GenioWork for variant calling analysis

GenioWork is a powerful tool to design, compose and execute genomic workflows. In this post we show you how GenioWork can facilitate variant calling analysis.

Variant Calling is the process by which we start from sequenced data (FASTQ file) and produce a file containing the variants (VCF file).

Let’s assume that we have two FASTQ files from paired-end sequencing ERR3863191_1.fastq.gz and ERR3863191_2.fastq.gz [1] and the reference genome hg19.fa [2].

Open the GenioWork home page, click on new workflow and insert name.

The Visual Editor page is opened: to build the workflow click on the module and drag and drop it to the design area.

Drag and drop the geniosave_bwa_index.cwl module to the design area and create input and output ports. This module takes in input a reference genome to produce as output a reference index used to the bwa aligner.

Drag and drop the geniosave_bwa_mem.cwl module to the design area.

Clicking on the module right sidebar is opened: here it is possible to add two optional input ports, referring to the paired-end fastq file and to bwa index file and the two parameters read_group and output_sam_name.

# YOUR OBJECTIVE
Please write out the GenioWork variant calling post above in full, word for word.

Stored data entries:
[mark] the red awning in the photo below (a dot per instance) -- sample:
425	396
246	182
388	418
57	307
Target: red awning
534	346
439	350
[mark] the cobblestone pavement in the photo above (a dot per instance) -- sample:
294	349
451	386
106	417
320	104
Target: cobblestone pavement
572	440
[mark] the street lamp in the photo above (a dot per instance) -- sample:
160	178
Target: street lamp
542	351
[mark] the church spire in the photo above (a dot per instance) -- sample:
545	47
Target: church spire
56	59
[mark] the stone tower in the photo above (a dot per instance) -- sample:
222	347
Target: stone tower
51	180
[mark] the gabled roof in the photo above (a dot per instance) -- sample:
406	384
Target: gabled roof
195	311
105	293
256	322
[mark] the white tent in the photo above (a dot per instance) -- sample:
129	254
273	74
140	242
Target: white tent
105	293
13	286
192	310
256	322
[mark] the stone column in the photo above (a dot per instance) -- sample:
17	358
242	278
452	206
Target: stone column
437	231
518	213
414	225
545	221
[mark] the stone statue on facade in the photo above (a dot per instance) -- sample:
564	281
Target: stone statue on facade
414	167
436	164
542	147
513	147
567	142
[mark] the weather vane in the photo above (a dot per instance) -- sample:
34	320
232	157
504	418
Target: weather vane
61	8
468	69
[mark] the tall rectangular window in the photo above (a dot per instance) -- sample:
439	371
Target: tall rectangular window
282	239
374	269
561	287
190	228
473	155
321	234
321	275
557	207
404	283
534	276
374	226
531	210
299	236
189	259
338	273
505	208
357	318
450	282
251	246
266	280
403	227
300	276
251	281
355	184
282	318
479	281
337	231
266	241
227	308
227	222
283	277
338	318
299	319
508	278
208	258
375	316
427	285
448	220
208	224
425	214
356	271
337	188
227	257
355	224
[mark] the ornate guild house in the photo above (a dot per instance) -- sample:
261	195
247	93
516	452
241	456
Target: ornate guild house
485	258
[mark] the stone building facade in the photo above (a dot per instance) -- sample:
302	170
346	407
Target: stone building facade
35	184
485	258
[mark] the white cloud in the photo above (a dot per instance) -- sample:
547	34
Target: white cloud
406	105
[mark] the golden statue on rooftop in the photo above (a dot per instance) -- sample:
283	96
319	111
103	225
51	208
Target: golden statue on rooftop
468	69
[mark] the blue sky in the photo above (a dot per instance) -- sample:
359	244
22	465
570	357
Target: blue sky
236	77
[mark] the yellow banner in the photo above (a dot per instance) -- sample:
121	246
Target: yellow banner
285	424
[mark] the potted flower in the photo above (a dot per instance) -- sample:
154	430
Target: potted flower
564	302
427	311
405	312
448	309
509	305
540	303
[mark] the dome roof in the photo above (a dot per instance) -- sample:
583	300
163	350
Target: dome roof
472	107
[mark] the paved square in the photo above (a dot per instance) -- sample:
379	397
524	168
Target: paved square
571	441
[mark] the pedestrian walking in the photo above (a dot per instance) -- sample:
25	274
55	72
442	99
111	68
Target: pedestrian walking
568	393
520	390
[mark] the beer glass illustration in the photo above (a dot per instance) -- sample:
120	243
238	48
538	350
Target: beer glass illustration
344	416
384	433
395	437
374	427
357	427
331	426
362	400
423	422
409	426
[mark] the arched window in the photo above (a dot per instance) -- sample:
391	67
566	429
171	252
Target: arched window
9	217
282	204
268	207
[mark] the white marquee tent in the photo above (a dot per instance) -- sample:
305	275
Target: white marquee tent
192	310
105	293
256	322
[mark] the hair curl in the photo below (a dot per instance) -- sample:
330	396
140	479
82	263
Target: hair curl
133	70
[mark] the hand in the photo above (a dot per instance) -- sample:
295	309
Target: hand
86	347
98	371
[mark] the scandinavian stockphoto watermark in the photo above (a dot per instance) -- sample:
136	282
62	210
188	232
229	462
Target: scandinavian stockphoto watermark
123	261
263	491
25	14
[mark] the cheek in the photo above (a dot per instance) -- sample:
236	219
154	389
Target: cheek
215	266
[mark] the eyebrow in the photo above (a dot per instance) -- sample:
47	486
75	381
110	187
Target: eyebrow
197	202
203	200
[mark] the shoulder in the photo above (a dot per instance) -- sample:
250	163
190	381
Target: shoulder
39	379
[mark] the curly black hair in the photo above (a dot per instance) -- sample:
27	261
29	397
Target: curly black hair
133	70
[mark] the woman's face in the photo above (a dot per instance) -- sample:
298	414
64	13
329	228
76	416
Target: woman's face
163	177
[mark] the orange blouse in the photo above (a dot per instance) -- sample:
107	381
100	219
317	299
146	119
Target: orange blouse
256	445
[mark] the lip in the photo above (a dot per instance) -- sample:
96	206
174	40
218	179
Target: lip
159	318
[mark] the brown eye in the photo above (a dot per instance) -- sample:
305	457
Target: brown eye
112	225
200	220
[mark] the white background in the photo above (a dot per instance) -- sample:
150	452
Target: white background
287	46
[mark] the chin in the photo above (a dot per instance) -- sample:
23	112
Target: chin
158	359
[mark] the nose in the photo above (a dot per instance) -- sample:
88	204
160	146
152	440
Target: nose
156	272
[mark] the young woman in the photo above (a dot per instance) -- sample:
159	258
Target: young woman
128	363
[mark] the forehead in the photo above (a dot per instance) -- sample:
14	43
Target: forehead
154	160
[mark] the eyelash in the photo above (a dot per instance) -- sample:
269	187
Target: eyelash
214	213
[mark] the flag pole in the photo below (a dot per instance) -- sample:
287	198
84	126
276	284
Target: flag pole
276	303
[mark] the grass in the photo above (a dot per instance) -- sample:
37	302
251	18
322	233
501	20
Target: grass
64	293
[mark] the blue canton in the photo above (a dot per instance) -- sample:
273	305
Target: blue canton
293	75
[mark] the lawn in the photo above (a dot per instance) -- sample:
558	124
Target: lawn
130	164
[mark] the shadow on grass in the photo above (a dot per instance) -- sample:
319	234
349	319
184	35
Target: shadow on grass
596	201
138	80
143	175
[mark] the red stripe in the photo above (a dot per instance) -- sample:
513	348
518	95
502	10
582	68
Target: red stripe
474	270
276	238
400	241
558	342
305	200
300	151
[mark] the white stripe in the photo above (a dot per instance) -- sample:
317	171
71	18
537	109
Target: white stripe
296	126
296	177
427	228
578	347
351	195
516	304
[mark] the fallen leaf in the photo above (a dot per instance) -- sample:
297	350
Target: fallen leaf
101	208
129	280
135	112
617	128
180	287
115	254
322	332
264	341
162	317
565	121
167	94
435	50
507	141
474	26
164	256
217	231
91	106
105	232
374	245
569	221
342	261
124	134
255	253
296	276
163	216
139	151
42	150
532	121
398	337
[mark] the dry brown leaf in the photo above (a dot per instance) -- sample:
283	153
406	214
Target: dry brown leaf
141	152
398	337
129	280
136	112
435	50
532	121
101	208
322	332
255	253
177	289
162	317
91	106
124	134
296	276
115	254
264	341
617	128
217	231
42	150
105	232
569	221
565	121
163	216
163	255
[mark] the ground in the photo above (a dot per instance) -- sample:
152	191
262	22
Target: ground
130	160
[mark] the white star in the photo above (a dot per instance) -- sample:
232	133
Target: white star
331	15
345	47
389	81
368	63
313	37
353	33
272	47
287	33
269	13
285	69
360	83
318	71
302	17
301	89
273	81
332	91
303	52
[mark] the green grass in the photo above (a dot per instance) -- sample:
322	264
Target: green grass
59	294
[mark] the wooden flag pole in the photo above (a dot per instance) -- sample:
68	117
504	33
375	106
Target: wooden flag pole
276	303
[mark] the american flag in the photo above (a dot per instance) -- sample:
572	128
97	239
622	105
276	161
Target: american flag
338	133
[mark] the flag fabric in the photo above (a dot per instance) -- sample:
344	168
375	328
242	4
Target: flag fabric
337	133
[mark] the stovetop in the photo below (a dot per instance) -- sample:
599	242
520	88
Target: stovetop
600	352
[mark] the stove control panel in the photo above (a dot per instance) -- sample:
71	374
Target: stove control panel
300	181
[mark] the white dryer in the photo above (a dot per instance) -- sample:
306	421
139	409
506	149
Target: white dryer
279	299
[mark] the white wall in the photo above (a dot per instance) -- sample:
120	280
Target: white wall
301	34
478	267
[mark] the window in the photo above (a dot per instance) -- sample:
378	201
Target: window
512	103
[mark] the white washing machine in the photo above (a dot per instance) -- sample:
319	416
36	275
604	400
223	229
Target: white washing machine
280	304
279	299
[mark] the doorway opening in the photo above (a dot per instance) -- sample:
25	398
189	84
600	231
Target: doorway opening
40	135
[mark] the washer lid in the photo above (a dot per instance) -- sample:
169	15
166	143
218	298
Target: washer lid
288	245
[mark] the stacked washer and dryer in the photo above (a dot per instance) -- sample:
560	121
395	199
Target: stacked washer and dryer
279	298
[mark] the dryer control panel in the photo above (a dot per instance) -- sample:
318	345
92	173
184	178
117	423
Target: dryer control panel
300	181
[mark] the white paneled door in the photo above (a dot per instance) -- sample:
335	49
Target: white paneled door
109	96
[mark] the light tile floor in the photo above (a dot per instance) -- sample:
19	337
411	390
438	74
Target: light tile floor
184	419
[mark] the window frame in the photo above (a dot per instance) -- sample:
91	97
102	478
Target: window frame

# TASK SOLUTION
GenioWork for variant calling analysis

GenioWork is a powerful tool to design, compose and execute genomic workflows. In this post we show you how GenioWork can facilitate variant calling analysis.

Variant Calling is the process by which we start from sequenced data (FASTQ file) and produce a file containing the variants (VCF file).

Let’s assume that we have two FASTQ files from paired-end sequencing ERR3863191_1.fastq.gz and ERR3863191_2.fastq.gz [1] and the reference genome hg19.fa [2].

Open the GenioWork home page, click on new workflow and insert name.

The Visual Editor page is opened: to build the workflow click on the module and drag and drop it to the design area.

Drag and drop the geniosave_bwa_index.cwl module to the design area and create input and output ports. This module takes in input a reference genome to produce as output a reference index used to the bwa aligner.

Drag and drop the geniosave_bwa_mem.cwl module to the design area.

Clicking on the module right sidebar is opened: here it is possible to add two optional input ports, referring to the paired-end fastq file and to bwa index file and the two parameters read_group and output_sam_name.